Object location annotation data:
________

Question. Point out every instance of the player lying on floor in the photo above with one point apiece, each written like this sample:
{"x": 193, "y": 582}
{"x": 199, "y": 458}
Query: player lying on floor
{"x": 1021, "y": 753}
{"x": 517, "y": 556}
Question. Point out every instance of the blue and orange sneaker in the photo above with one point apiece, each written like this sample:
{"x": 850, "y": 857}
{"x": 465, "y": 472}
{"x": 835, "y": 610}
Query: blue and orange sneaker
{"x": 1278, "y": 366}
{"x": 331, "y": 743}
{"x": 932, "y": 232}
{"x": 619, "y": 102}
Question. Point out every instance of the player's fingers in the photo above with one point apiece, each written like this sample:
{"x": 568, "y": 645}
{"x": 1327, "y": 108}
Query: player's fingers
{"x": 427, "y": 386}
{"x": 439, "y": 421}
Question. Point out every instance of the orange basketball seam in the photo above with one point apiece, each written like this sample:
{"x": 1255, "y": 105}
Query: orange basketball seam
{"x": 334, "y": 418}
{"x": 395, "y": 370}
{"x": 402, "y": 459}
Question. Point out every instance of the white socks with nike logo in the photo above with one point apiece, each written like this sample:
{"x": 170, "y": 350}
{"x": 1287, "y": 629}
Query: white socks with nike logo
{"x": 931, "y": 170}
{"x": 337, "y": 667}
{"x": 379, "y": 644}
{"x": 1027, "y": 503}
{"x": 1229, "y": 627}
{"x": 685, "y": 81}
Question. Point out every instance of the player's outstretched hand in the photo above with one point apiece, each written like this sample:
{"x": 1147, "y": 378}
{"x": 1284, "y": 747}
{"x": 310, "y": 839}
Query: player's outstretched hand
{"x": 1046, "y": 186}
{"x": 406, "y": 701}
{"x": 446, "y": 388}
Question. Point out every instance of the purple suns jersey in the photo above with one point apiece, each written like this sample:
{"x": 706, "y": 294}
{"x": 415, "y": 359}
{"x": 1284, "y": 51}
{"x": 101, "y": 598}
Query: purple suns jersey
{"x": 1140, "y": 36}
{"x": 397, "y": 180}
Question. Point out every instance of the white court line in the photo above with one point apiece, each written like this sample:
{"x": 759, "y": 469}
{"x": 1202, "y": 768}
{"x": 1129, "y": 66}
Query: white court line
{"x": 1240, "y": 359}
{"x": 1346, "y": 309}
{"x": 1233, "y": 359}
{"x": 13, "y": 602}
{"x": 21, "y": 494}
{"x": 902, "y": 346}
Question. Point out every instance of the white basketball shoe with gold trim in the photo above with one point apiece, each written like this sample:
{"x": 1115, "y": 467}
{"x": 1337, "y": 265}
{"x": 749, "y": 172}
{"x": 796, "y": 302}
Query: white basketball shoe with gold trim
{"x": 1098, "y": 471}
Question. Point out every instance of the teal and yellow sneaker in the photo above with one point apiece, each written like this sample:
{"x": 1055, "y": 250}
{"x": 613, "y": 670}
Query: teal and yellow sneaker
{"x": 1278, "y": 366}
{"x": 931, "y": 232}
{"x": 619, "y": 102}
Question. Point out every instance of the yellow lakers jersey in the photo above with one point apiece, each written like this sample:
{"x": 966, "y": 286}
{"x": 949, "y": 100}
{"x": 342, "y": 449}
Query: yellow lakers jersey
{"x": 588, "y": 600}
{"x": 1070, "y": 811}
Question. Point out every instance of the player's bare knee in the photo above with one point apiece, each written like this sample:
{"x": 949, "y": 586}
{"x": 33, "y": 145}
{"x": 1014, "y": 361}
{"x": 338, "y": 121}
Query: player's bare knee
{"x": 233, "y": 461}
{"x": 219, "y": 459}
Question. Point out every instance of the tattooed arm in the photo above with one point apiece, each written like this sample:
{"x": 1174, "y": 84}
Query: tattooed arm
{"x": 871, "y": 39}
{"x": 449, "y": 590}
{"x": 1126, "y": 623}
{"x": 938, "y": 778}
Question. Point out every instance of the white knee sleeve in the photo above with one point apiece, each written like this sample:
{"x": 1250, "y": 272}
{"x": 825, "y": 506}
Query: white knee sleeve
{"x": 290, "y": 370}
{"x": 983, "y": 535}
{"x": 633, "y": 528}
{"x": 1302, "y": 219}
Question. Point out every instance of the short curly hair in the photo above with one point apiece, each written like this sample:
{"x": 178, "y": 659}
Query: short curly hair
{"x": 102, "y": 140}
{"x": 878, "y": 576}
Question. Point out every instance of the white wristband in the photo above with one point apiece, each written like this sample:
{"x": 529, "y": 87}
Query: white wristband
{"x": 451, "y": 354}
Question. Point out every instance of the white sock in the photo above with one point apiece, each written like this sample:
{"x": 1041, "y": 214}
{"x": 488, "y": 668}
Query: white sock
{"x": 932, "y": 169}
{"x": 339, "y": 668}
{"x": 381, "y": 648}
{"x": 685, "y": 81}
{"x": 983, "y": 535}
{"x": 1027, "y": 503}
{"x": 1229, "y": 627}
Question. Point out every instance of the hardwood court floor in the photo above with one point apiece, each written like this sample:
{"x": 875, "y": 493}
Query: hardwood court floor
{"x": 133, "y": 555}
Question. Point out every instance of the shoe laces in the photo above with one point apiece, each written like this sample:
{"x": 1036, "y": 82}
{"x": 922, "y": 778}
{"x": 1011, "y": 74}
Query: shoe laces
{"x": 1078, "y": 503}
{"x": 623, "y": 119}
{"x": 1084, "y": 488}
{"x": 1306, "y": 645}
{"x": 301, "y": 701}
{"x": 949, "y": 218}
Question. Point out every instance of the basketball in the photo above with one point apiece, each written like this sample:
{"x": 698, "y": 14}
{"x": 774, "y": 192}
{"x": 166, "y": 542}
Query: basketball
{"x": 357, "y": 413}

________

→ EXERCISE DESCRIPTION: Extract every row above and reproduce its lines verbatim, in the original order.

→ SOLUTION FOR THIS EXERCISE:
Question. Point out every instance of the player lying on floor in the photo above with one point apiece, each written like this sample:
{"x": 193, "y": 582}
{"x": 199, "y": 458}
Query: player lying on floor
{"x": 1021, "y": 753}
{"x": 517, "y": 556}
Question. Point out every instance of the blue and orange sneaker in the photo above with one point apiece, each written like this sample:
{"x": 850, "y": 857}
{"x": 465, "y": 472}
{"x": 835, "y": 610}
Query: blue and orange sneaker
{"x": 1278, "y": 366}
{"x": 331, "y": 743}
{"x": 932, "y": 232}
{"x": 619, "y": 102}
Question. Point out every instance of the player's fingers in the photo above with one point apiece, each written like this sample:
{"x": 568, "y": 645}
{"x": 1327, "y": 108}
Query: player's fingers
{"x": 427, "y": 386}
{"x": 439, "y": 421}
Question. Point out every instance of the orange basketball seam in the photo above with one point apiece, each written like this sample:
{"x": 1255, "y": 105}
Query: orange basketball seam
{"x": 334, "y": 418}
{"x": 395, "y": 370}
{"x": 402, "y": 459}
Question. Point out every instance of the white socks with nike logo in the photo above with one point apiece, each written like this sample:
{"x": 170, "y": 350}
{"x": 1287, "y": 629}
Query: white socks with nike logo
{"x": 931, "y": 170}
{"x": 337, "y": 667}
{"x": 379, "y": 644}
{"x": 1027, "y": 503}
{"x": 1229, "y": 627}
{"x": 685, "y": 81}
Question. Point out every instance of the player's outstretched hand in the photo above with one point apiece, each written like this sample:
{"x": 1147, "y": 378}
{"x": 1284, "y": 747}
{"x": 310, "y": 839}
Query: player's outstretched hand
{"x": 1046, "y": 186}
{"x": 406, "y": 701}
{"x": 446, "y": 388}
Question. Point out every instance of the purple suns jersey in the photo above with one point apiece, each written like this sample:
{"x": 706, "y": 294}
{"x": 415, "y": 359}
{"x": 1284, "y": 51}
{"x": 101, "y": 598}
Query: purple suns jersey
{"x": 1140, "y": 36}
{"x": 397, "y": 180}
Question. Point out every instance of the white court line in the photo above with one point apiece, each written like this sample:
{"x": 759, "y": 469}
{"x": 1202, "y": 768}
{"x": 1129, "y": 66}
Query: white court line
{"x": 1240, "y": 359}
{"x": 1346, "y": 309}
{"x": 1233, "y": 359}
{"x": 13, "y": 602}
{"x": 21, "y": 494}
{"x": 902, "y": 346}
Question. Point out every instance of the white basketball shoe with gold trim in the photo above with one point apiece, each written like this sample:
{"x": 1115, "y": 467}
{"x": 1337, "y": 265}
{"x": 749, "y": 172}
{"x": 796, "y": 302}
Query: white basketball shoe with gold trim
{"x": 1098, "y": 471}
Question. Point out every instance of the teal and yellow sneaker in the photo above with one point apiece, each written like this sample:
{"x": 1055, "y": 250}
{"x": 613, "y": 670}
Query: teal and yellow sneaker
{"x": 1278, "y": 366}
{"x": 931, "y": 232}
{"x": 619, "y": 102}
Question. Point out every instance of the yellow lakers jersey in the photo above with one point apiece, each written like this sample:
{"x": 966, "y": 286}
{"x": 949, "y": 100}
{"x": 342, "y": 449}
Query: yellow lakers jersey
{"x": 588, "y": 600}
{"x": 1070, "y": 811}
Question. Point out every instance of the player's bare knee in the photo above with one point apiece, each written like this sample:
{"x": 949, "y": 586}
{"x": 33, "y": 145}
{"x": 1014, "y": 361}
{"x": 338, "y": 121}
Query: player's bare knee
{"x": 233, "y": 461}
{"x": 219, "y": 459}
Question. Point out every instance of the tattooed arm in the photo above with one point apiece, each written like this sample:
{"x": 1174, "y": 84}
Query: tattooed arm
{"x": 871, "y": 39}
{"x": 449, "y": 590}
{"x": 1126, "y": 623}
{"x": 938, "y": 778}
Question. Point out every instance of the white knee sleeve in the photo above with one point apiece, each written like this sample:
{"x": 1250, "y": 272}
{"x": 825, "y": 506}
Query: white knee sleeve
{"x": 290, "y": 370}
{"x": 983, "y": 535}
{"x": 633, "y": 528}
{"x": 1302, "y": 219}
Question. Point out every instance of the short curly hair in the photo above with one point apiece, each written like this sample:
{"x": 178, "y": 659}
Query: short curly hair
{"x": 102, "y": 140}
{"x": 878, "y": 576}
Question. Point out every instance of the white wristband in the photo above with one point apiece, each written like this sample:
{"x": 529, "y": 87}
Query: white wristband
{"x": 451, "y": 354}
Question. Point out every instance of the white sock in the photo above with one point apiece, each written like this sample:
{"x": 1041, "y": 214}
{"x": 488, "y": 668}
Query: white sock
{"x": 932, "y": 169}
{"x": 339, "y": 668}
{"x": 381, "y": 648}
{"x": 685, "y": 81}
{"x": 983, "y": 535}
{"x": 1027, "y": 503}
{"x": 1229, "y": 627}
Question. Point out every instance of the hardwood court floor in the photo above with one point apiece, each written like this sample:
{"x": 875, "y": 493}
Query: hardwood court floor
{"x": 133, "y": 555}
Question. Point out every instance of the shoe laces in the photo above with one point apiece, each written like this sample:
{"x": 1036, "y": 82}
{"x": 922, "y": 778}
{"x": 1011, "y": 74}
Query: shoe laces
{"x": 1078, "y": 503}
{"x": 623, "y": 119}
{"x": 1084, "y": 488}
{"x": 1306, "y": 645}
{"x": 301, "y": 701}
{"x": 949, "y": 218}
Question. Point out every instance of the basketball in the photo above with one point apiece, each written like this sample:
{"x": 698, "y": 14}
{"x": 774, "y": 192}
{"x": 166, "y": 542}
Query: basketball
{"x": 357, "y": 413}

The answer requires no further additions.